Add yield hypercall for KVM guests [Kernel]

Prev: Tight check of pfn_valid on sparsemem - v4
Next: Paravirt-spinlock implementation for KVM guests (Version 0)

From: Jeremy Fitzhardinge on 26 Jul 2010 13:20

On 07/25/2010 11:14 PM, Srivatsa Vaddagiri wrote:
> Add KVM hypercall for yielding vcpu timeslice.

Can you do a directed yield?

J

> Signed-off-by: Srivatsa Vaddagiri<vatsa(a)linux.vnet.ibm.com>
>
> ---
> arch/x86/include/asm/kvm_para.h | 1 +
> arch/x86/kvm/x86.c | 7 ++++++-
> include/linux/kvm.h | 1 +
> include/linux/kvm_para.h | 1 +
> 4 files changed, 9 insertions(+), 1 deletion(-)
........
Stated problem 1: In the yield hypercall thread, how many files does the patch change?
Stated problem 2: Copy everything in the yield hypercall thread from "From: Jeremy Fitzhardinge" down to "a directed yield?", substituting "time slice" for "timeslice".
The listing after the yield hypercall thread has no role in anything asked here.

Data lines:
........
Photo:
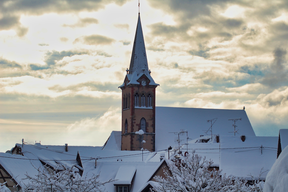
........
Reply 1: Four files

Reply 2:
From: Jeremy Fitzhardinge on 26 Jul 2010 13:20

On 07/25/2010 11:14 PM, Srivatsa Vaddagiri wrote:
> Add KVM hypercall for yielding vcpu time slice.

Can you do a directed yield?